Source extract →
---+---

Seattle, WA (PRWEB) August 6, 2007
Seattle, Washington-based Isotron's strippable coating technology, RADBlock™, was featured on a global news television program on Friday, August 3. The BBC's special program was hosted by Frank Gardner, the BBC's full-time Security Correspondent, reporting for TV and radio on issues of both domestic and international security, notably on Al-Qaeda-related terrorism. In 2004, while reporting in the Middle East, Frank was shot six times at close range by Al-Qaeda terrorists in Saudi Arabia and his cameraman was killed. After many months in hospital he returned to the BBC to resume his job. In 2005, for his outstanding service to journalism, Frank Gardner was made an Officer of the Order of the British Empire.

---+---

Data excerpt →

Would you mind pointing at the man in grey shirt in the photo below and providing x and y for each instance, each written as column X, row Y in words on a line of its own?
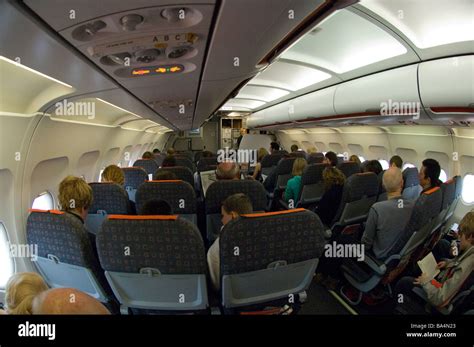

---+---

Using the information →
A. Using the press release about RADBlock, answer each question briefly.
(i) On what day and date was RADBlock featured on the BBC program?
(ii) In what year was Frank Gardner shot while reporting in the Middle East?
(iii) What honor did Frank Gardner receive in 2005?
B. From the press release about RADBlock, reproduce word for word the stretch from "Seattle, WA (PRWEB)" through "the British Empire.".

Results of the tasks →
A.
(i) Friday, August 3
(ii) 2004
(iii) He was made an Officer of the Order of the British Empire.

B.
Seattle, WA (PRWEB) August 6, 2007
Seattle, Washington-based Isotron's strippable coating technology, RADBlock™, was featured on a global news television program on Friday, August 3. The BBC's special program was hosted by Frank Gardner, the BBC's full-time Security Correspondent, reporting for TV and radio on issues of both domestic and international security, notably on Al-Qaeda-related terrorism. In 2004, while reporting in the Middle East, Frank was shot six times at close range by Al-Qaeda terrorists in Saudi Arabia and his cameraman was killed. After many months in hospital he returned to the BBC to resume his job. In 2005, for his outstanding service to journalism, Frank Gardner was made an Officer of the Order of the British Empire.